Instructions for the task: Set the entries down again exactly; none may be skipped.
(Beginning of Dataset extract)
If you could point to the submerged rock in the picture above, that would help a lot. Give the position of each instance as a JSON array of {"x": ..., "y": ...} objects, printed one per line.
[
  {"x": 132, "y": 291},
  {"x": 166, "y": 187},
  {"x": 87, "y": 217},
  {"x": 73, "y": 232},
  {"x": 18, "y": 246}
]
(End of Dataset extract)
Exercise solution:
If you could point to the submerged rock in the picture above, that would help a lot. Give the position of each instance as a JSON array of {"x": ..., "y": ...} objects, printed one per line.
[
  {"x": 132, "y": 291},
  {"x": 166, "y": 187},
  {"x": 87, "y": 217},
  {"x": 73, "y": 232},
  {"x": 18, "y": 246}
]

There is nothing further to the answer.